▶ **Estratto da leggere**
***

Il ricorrente, nel censurare la sentenza in questa parte, benchè abbia fatto riferimento all’art. 112 c.p.c., ha poi formalmente denunciato, con il primo mezzo, una violazione e falsa applicazione di norme “in relazione all’art. 360 c.p.c., comma 1, n. 3”, (così la rubrica del primo motivo, pg. 8 del ricorso), e, con il secondo motivo, un vizio di motivazione “in relazione all’art. 360 c.p.c., comma 1, n. 5” (così la rubrica del mezzo a pg. 14 del ricorso).

La denuncia del vizio dell’art. 360 c.p.c., n. 3, è manifestamente inammissibile, dato che esso consiste nella deduzione di un’erronea ricognizione della fattispecie astratta recata da una norma di legge non processuale; inoltre, come sopra precisato, la Corte d’appello ha anche deciso il motivo di gravame e, interpretando la domanda proposta dalla Sipontum, e le difese del Comune, ha escluso che esse comportassero la sussistenza di un litisconsorzio necessario, con la conseguenza che, in virtù delle considerazioni pure sopra svolte (4.2.1.), l’eventuale errore è denunciabile esclusivamente ai sensi dell’art. 360 c.p.c., n. 5.

4.3.1.- La valutazione della adeguatezza della motivazione e della correttezza della decisione richiede di ricordare, in primo luogo, che l’art. 102 c.p.c., comma 1, in virtù del quale, “se la decisione non può pronunciarsi che in confronto di più parti, queste debbono agire o essere convenute nello stesso processo”, costituisce una norma in bianco, che ha dato luogo a non pochi dubbi interpretativi; tuttavia, la giurisprudenza di questa Corte ha enunciato criteri che permettono di identificare con sufficiente certezza le fattispecie di litisconsorzio necessario.

***

▶ **Sezione dati**
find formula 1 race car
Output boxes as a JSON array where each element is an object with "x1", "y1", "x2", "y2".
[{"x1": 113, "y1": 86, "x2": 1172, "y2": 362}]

***

▶ **Requisiti delle attività**
a) Nell'estratto, quale norma viene definita "una norma in bianco"?
b) Per favore, ricopia alla lettera dall'estratto tutto ciò che va da "4.3.1.- La valutazione" fino a "di litisconsorzio necessario.".
L'elenco non ha alcun ruolo in queste attività.

▶ **Soluzioni per attività**
a) L'art. 102 c.p.c., comma 1.

b)
4.3.1.- La valutazione della adeguatezza della motivazione e della correttezza della decisione richiede di ricordare, in primo luogo, che l’art. 102 c.p.c., comma 1, in virtù del quale, “se la decisione non può pronunciarsi che in confronto di più parti, queste debbono agire o essere convenute nello stesso processo”, costituisce una norma in bianco, che ha dato luogo a non pochi dubbi interpretativi; tuttavia, la giurisprudenza di questa Corte ha enunciato criteri che permettono di identificare con sufficiente certezza le fattispecie di litisconsorzio necessario.